- [AIM]: Without the pictures, return each record as it appears.

- [Records from a dataset]:
▬▬▬▬▬▬
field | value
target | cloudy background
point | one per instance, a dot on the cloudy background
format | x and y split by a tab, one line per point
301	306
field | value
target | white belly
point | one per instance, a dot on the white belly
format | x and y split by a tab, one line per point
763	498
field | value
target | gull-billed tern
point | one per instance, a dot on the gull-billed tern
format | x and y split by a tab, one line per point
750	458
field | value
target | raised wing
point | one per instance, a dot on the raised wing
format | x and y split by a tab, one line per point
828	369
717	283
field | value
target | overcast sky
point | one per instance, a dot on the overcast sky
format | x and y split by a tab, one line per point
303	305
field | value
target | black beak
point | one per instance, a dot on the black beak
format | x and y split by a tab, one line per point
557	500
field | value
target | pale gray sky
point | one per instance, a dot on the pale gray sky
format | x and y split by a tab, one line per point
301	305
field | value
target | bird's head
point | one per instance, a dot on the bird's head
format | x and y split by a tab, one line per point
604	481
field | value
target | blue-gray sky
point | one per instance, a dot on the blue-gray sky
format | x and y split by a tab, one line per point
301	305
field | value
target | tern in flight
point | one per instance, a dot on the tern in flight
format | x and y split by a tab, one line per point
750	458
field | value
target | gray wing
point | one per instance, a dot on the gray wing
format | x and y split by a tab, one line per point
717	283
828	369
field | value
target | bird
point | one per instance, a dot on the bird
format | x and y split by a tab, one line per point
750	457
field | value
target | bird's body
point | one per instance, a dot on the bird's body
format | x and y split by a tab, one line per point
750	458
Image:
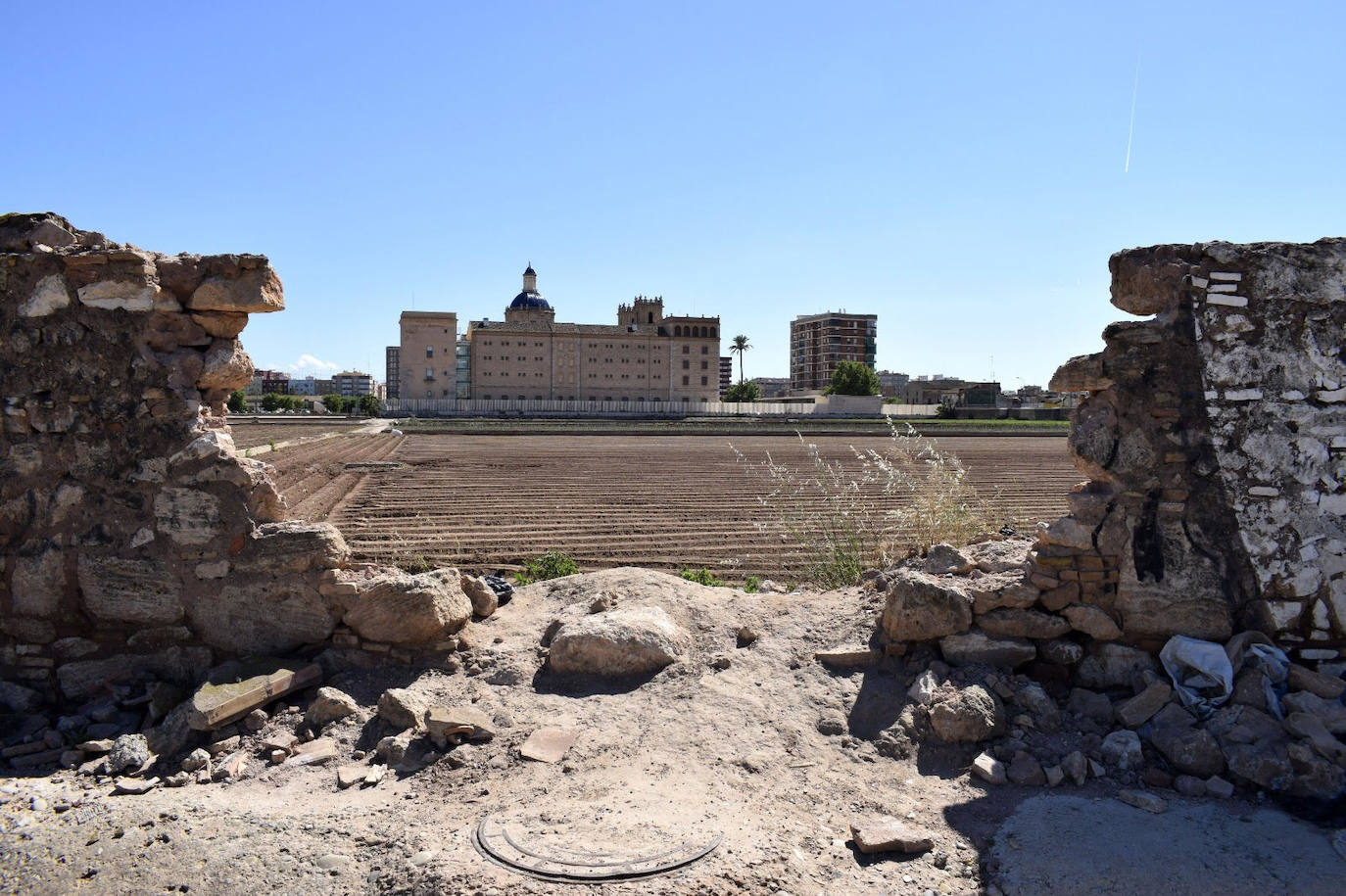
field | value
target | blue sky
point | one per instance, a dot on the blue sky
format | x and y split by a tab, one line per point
954	168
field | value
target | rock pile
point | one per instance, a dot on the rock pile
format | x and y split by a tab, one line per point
135	542
1086	705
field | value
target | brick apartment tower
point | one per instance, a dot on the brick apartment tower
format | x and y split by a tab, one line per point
820	342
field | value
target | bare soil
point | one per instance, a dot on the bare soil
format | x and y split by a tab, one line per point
729	743
661	502
692	752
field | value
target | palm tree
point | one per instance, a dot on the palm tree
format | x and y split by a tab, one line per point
741	345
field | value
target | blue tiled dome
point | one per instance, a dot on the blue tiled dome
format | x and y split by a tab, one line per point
529	299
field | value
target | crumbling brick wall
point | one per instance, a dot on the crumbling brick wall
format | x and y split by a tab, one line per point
132	539
1215	442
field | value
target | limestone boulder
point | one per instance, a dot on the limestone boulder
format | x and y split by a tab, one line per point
924	607
262	615
485	601
330	705
1001	589
979	647
1082	373
999	556
1023	623
1113	666
627	640
291	546
403	708
1122	748
1190	751
221	323
253	292
967	716
943	558
226	366
400	608
129	589
1093	622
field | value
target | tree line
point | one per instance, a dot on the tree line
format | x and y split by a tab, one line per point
367	405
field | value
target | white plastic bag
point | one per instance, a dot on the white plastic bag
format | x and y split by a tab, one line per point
1201	673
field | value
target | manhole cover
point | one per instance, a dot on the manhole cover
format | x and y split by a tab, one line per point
522	852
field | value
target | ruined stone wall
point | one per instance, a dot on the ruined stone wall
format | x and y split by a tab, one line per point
132	539
1215	442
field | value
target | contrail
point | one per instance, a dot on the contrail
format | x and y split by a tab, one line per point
1130	130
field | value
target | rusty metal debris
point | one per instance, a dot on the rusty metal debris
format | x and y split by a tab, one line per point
548	861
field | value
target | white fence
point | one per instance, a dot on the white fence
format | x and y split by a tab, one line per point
543	407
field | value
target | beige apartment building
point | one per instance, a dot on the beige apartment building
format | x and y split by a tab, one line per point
644	358
425	358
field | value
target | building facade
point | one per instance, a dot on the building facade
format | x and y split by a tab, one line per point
353	382
892	384
427	363
820	342
773	386
268	382
946	391
392	355
644	358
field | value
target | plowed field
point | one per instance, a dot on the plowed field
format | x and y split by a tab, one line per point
665	502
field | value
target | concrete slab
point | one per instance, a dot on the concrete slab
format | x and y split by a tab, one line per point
1068	845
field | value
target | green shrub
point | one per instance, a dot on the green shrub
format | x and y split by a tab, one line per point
553	564
853	378
701	576
744	392
845	520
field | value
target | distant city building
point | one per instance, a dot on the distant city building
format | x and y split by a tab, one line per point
771	386
647	356
392	355
891	384
463	369
820	342
427	365
946	391
268	382
353	382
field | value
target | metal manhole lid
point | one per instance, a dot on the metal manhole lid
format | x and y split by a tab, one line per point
548	861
▬▬▬▬▬▬
- [FINISHED ANSWER]:
field | value
target | cloudy background
point | one per instance, a dot on the cloudy background
format | x and y split by a tab, one line per point
301	306
field | value
target | white belly
point | one per instance, a dot on the white belly
format | x and y split by a tab, one line per point
763	498
field | value
target | gull-billed tern
point | one per instance, a dot on the gull-billed tern
format | x and y split by a tab, one line per point
750	458
field | value
target | raised wing
point | one per instance, a dot on the raised wing
format | x and y split by a tab, one line per point
828	369
717	283
field | value
target | overcast sky
point | one per instance, a dot on the overcast sky
format | x and y split by a tab, one line per point
303	305
field | value
target | black beak
point | one per instance, a dot on the black beak
format | x and y split by a tab, one line per point
557	500
field | value
target | pale gray sky
point | one per instance, a dot on the pale gray sky
format | x and y split by a tab, one line per point
301	305
field | value
target | bird's head
point | one per instance, a dot on the bird's head
format | x and y split by a tab, one line per point
604	481
field | value
target | blue-gray sky
point | one per instance, a dot on the blue-gray sky
format | x and y split by a tab, one line per point
301	305
field | value
target | tern in flight
point | one per instance, a dot on the tern in flight
format | x and y split by a tab, one line per point
750	458
field | value
target | gray wing
point | one per instance, a dot on the gray wing
format | x and y split by a tab, one line per point
717	283
828	369
field | value
target | bird
point | one per instance, a dot on the bird
format | x and y split by a tab, one line per point
750	457
field | value
target | bird's body
point | one per instance, a dot on the bird's body
format | x and y split by a tab, one line per point
750	458
Image:
field | value
target | blue sky
point | one per instance, a dot on the blue sky
format | x and y split by a tab, one line per point
954	168
field | value
target | rock pile
point | one per instance, a dot on the rock pile
format | x and y split by a tab, one line per point
135	542
1086	705
field | value
target | brick apartment tower
point | one per instance, a dot on the brick apartment tower
format | x and y split by a tab, one line per point
820	342
field | value
target | bare soil
point | one per instance, a dot on the bare soil
format | x and y split by a tab, one line per point
729	743
661	502
692	752
field | value
target | palm tree
point | one per instance, a dot on the palm tree
format | x and y split by a tab, one line per point
741	345
field | value
target | blue tiled dome
point | one per instance, a dot on the blue tiled dome
format | x and y split by a tab, one line per point
529	299
field | value
target | crumbling brick wall
point | one per instance, a dot on the crumbling brick wall
format | x and y split by a tab, one line per point
132	539
1215	442
field | value
target | limestone boulder
point | one per instance, a dot on the limestone boulder
format | x and y split by a tab, one line per point
924	607
262	615
485	601
330	705
1001	589
979	647
1082	373
999	556
1023	623
1113	666
627	640
291	546
403	708
1122	748
1190	751
221	323
253	292
967	716
943	558
226	366
400	608
129	589
1093	622
field | value
target | tree line
point | one per instance, a dot on the tree line
format | x and y split by a tab, one line per point
367	405
field | value
target | white plastic bag
point | one per instance, a dot on the white plastic bag
format | x and y split by a tab, one line per point
1201	673
field | value
target | manhole cover
point | one per instance, a dot on the manhole cover
format | x and y split by a tab, one line per point
522	852
field | value
target | ruined stone wall
point | one per instance, a dot on the ruined stone wall
format | x and y split by a tab, one line per point
132	539
1215	442
field | value
target | contrail
point | one per instance, a dot on the contrail
format | x and y split by a tab, one line per point
1130	130
field | value
target | rusty metal debris
point | one per instance, a dot on the rusty metal debris
format | x and y split by a tab, one line per point
548	861
field | value
target | white fence
point | one per instance, a dot on the white fence
format | x and y split by a tab, one line per point
543	407
field | value
target | beige apartment building
point | one per instance, a dot on the beige apartment building
format | x and y split by a tab, one line per point
644	358
425	358
field | value
target | building facade
point | one per instance, a dot on the building facade
format | x and y split by a tab, one line per point
353	382
892	384
427	363
820	342
773	386
268	382
946	391
392	355
644	358
field | value
target | plowed field
point | one per instance, a dot on the plowed field
format | x and y split by a tab, one line per point
665	502
field | value
target | concrete slab
point | one per instance, a dot on the concrete slab
format | x and y split by a tab, one line per point
1068	845
field | value
target | green shrub
point | one per instance, a dot on the green shrub
format | x and y split by a tab, one line per point
553	564
853	378
701	576
744	392
845	520
field | value
target | distant city building
point | one per instance, a dot on the distant city building
format | x and y split by a tab, one line per point
771	386
647	356
392	355
891	384
463	369
820	342
427	365
946	391
268	382
353	382
field | value
target | metal manhole lid
point | one per instance, a dot on the metal manhole lid
format | x and y split by a tab, one line per point
548	861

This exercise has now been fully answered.